Document excerpt:
= = = =

This week, we talk about dinosaur population density, the applications of augmented reality, and more!
Estimating the size of extinct populations is difficult for scientists because fossil evidence is scarce. But recently, paleontologists from the University of California, Berkeley decided to try it. The team set out to estimate the number of Tyrannosaurus rexes that roamed North America during the Cretaceous period.
The researchers used Monte Carlo computer simulation and data that relates body mass to population density to arrive at their estimate. In addition, they treated T. Rex as a predator and assumed its energy requirements were halfway between those of a lion and a Komodo dragon. They also ignored juvenile T. rexes because the young reptiles may have lived apart from adults and pursued different prey.
After factoring for the uncertainty of ecological variability, the team determined that the standard population size was about 20,000. Given 127,000 generations, there should have been around 2.5 billion T. rexes overall.

= = = =

[Extracted records]
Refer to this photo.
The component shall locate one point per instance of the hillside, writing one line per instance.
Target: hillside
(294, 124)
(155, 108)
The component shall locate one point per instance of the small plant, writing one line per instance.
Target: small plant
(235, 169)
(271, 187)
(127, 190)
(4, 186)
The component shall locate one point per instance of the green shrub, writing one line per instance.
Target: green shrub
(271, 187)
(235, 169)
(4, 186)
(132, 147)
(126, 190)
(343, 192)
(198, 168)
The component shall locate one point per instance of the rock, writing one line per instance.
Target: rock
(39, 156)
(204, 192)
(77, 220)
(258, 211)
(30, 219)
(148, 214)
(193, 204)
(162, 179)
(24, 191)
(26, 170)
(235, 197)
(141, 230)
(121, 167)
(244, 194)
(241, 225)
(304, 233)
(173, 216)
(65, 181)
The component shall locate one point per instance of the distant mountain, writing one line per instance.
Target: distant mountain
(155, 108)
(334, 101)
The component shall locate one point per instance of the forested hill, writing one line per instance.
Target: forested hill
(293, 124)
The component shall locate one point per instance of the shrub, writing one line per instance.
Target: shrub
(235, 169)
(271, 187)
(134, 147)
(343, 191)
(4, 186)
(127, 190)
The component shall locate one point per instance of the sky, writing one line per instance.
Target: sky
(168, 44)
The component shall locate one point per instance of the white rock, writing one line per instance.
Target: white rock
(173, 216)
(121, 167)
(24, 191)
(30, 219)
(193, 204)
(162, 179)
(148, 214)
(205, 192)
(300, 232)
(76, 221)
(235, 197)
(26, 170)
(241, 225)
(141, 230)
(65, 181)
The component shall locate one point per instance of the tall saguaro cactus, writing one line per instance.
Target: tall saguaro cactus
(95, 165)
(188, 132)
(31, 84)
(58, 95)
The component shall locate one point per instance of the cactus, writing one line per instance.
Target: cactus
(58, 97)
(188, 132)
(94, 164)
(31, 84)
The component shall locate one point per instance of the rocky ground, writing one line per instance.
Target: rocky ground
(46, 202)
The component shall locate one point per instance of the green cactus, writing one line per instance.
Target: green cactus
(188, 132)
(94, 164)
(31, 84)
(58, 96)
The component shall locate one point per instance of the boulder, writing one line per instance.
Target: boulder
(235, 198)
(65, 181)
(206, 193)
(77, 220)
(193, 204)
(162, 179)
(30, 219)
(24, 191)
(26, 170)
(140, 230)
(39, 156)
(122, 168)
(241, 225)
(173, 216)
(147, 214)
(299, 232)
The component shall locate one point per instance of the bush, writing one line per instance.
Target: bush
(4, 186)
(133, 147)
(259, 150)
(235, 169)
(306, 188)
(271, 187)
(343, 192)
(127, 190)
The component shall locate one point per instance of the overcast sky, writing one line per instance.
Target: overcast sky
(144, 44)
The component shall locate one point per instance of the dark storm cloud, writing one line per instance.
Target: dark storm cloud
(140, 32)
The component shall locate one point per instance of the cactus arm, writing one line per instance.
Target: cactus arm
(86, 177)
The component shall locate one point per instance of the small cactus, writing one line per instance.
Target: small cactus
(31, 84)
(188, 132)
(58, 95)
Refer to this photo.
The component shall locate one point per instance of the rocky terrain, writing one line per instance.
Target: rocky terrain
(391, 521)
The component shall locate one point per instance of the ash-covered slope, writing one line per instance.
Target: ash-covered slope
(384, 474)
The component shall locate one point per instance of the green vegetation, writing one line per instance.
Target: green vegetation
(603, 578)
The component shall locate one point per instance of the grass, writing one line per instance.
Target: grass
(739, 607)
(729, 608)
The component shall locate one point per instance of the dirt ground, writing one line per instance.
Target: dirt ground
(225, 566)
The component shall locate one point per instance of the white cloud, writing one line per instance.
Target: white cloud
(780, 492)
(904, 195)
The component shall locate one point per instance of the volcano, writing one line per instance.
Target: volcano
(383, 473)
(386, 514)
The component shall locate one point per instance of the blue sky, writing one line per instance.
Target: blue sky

= = = =

What you will do:
1. In the piece on T. rex population size, about how many individuals did the team determine made up the standard population?
2. State how many lines of the records above contain the string "shrub". Give only the number.

Per-task answers:
1. About 20,000

2. 4